Ömer Seyfettin'in Nezle Öyküsü Hakkında Konusu Metni

21.12.2019
 Ömer Seyfettin
 
Yeni Lisan adlı yazı sersisinde anlattığı gibi Ömer Seyfettin sokakta konuşulan, sade ve açık bir dil ile öyküler yazmış, yazdığı öykülerinde ise sosyal faydayı gözetmiş, halka bir şeyler kazandırmak gayesini gütmüştü.
 
Pek çok öyküsünde kahramanlık, devlete bağlılık, vazife aşkı,  vatan ve millet sevgisi konularını işlemiş olan Ömer Seyfettin’in Nezle adlı öyküsü ise sosyal hayat, aşk, evlilik konulu sempatik bir öyküsüdür.
 
Öykünün  Ana Fikri Konusu Tekniği 
 
 
 
Diyet, Ferman , Efruz Bey ,  Kütük , Fon Sadriştayn’ın Oğlu  gibi öykülerinde kahramanlık , vatan ve vazife sevgisi konularını işleyen Ömer Seyfettin’in Nezle adlı öyküsü ise  Bahar ve Kelebekler, Yüksek Ökçeler, Antiseptik , Aşk Dalgası, Aşk ve Ayak Parmakları,  Bir Temiz Havlu Uğruna adlı öyküleri gibi aşk, evlilik, aile evlilik hayatı  gibi konularda yazılmış bir öyküsü olmaktadır.
 
Nezle adlı öykü , konusu ve kahramanları itibarıyla en çok Yüksek Ökçeler adslı öyküsüne benzemektedir. Yazarın Nezle adlı öyküsünde  yılardır dul kalmış olan ve  hayırlı bir koca bekleyen dul bir kadının evlilik hayalleri ve evlilik arayışları neticesinde  arabacısı ile evlenmeye karar vermesini ama cahil arabacının bunu anlayamaması konu edilir.
 
Öykü yazıldığı dönemin sosyal hayatına dair çok detaylı bilgiler vermesi ile de dikkati çekmektedir. “Bütün halk Çırpıcı Çayırına akıyordu. Sucular, şerbetçiler, yemişçiler, kâğıt helvacıları; huupçular, oyuncakçılar, gazozcular, macuncular, simitçiler, şekerciler… Daha birçok ayak satıcıları, yolun fesli, takkeli, sarıklı, şapkalı, arakiyeli, yeldimeli, kavuklu çarşaflı alaca kalabalığına karışmış, bağırarak, alışveriş ederek yürüyorlardı.”

Verilen malzeme:
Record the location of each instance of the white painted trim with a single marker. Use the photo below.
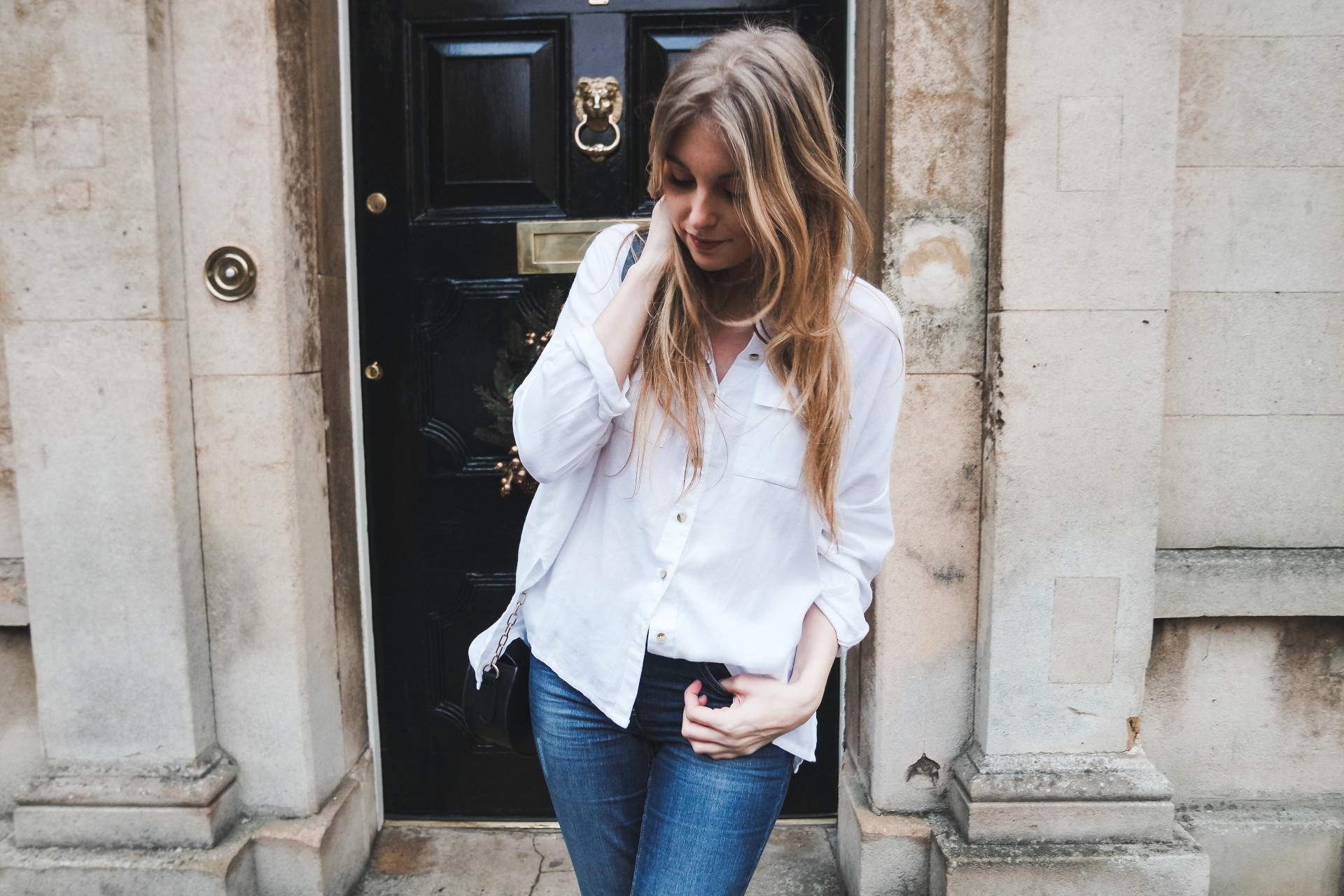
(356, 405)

...

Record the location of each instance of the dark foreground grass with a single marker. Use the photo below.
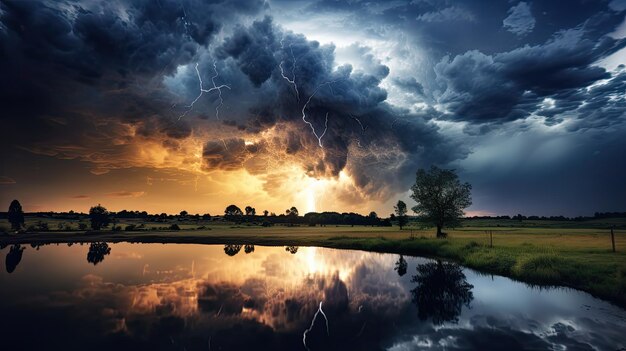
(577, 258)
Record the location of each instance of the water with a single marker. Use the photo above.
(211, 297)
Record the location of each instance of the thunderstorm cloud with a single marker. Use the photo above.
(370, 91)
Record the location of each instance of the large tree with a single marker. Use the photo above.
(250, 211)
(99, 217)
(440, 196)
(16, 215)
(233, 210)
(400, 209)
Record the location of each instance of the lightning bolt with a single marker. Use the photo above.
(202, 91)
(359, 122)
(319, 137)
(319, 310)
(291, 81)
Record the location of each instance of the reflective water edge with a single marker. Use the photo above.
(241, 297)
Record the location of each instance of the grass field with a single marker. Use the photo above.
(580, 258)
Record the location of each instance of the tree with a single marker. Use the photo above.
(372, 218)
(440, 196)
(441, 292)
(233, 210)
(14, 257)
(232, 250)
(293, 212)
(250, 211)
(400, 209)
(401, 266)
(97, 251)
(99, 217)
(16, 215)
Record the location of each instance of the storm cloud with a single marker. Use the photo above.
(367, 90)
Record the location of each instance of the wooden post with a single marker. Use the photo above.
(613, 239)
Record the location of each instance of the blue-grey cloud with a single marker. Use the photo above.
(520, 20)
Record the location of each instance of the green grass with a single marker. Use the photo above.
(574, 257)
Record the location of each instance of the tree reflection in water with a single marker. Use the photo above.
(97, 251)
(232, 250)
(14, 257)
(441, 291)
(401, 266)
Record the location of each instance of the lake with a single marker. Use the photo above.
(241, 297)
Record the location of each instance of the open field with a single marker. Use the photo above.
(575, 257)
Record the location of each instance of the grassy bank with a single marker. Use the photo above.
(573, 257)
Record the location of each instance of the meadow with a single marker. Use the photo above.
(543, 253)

--

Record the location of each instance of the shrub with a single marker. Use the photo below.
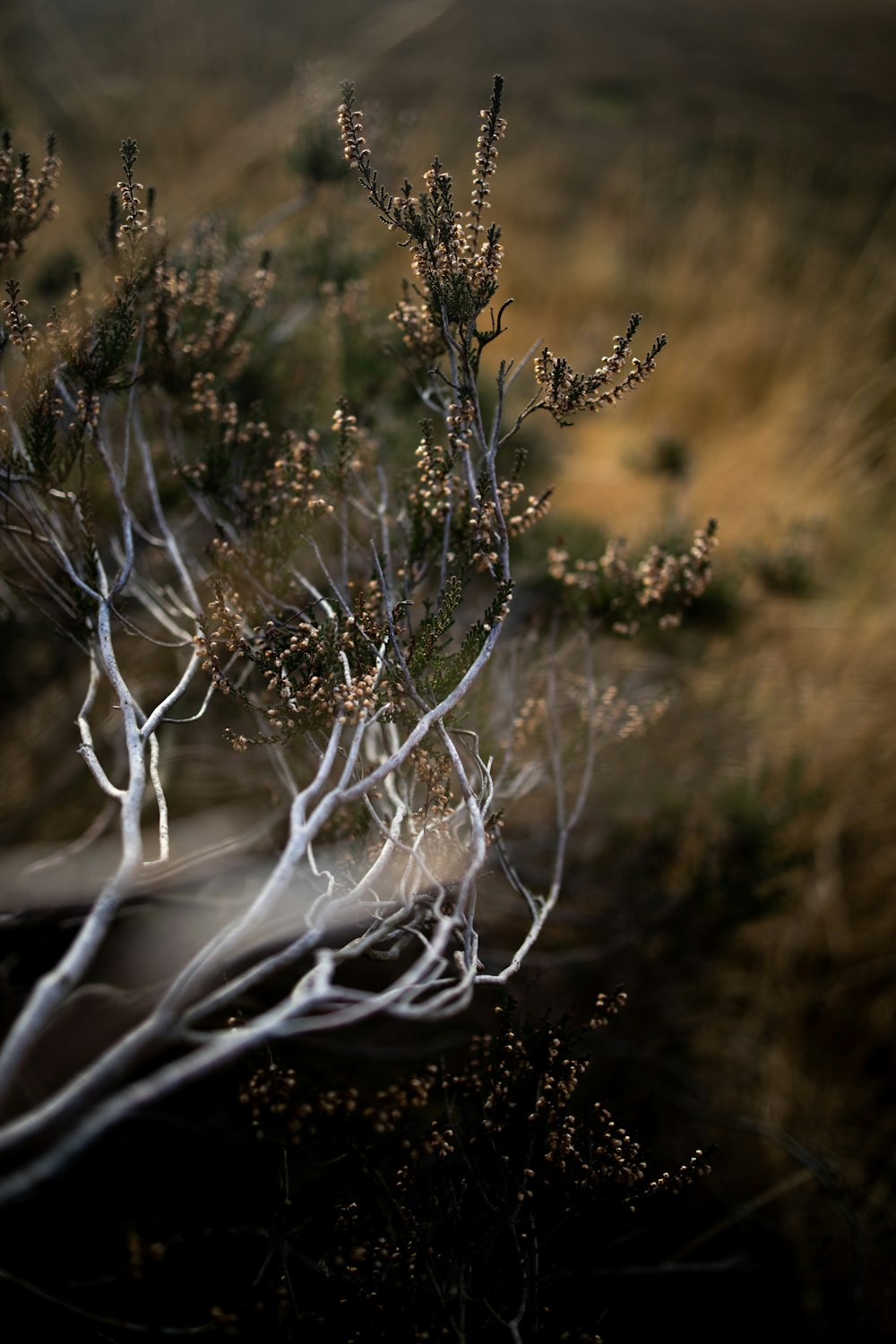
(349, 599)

Alıştırma yönergeleri:
1) Okuma parçasına göre şu soruları cevaplayın:
(a) Nezle öyküsü, konusu ve kahramanları bakımından yazarın en çok hangi öyküsüne benzer?
(b) Öyküdeki dul kadın kiminle evlenmeye karar verir?
(c) Parçadaki alıntıya göre bütün halk nereye akıyordu?
2) Okuma parçasında "Ömer Seyfettin'in Nezle" sözlerinden başlayıp "sempatik bir öyküsüdür." sözlerine kadar uzanan her şeyi hiç değiştirmeden yeniden yazın.

Sıralı cevaplar:
1)
(a) Yüksek Ökçeler
(b) Arabacısıyla
(c) Çırpıcı Çayırına

2)
Ömer Seyfettin'in Nezle Öyküsü Hakkında Konusu Metni

21.12.2019
 Ömer Seyfettin
 
Yeni Lisan adlı yazı sersisinde anlattığı gibi Ömer Seyfettin sokakta konuşulan, sade ve açık bir dil ile öyküler yazmış, yazdığı öykülerinde ise sosyal faydayı gözetmiş, halka bir şeyler kazandırmak gayesini gütmüştü.
 
Pek çok öyküsünde kahramanlık, devlete bağlılık, vazife aşkı,  vatan ve millet sevgisi konularını işlemiş olan Ömer Seyfettin’in Nezle adlı öyküsü ise sosyal hayat, aşk, evlilik konulu sempatik bir öyküsüdür.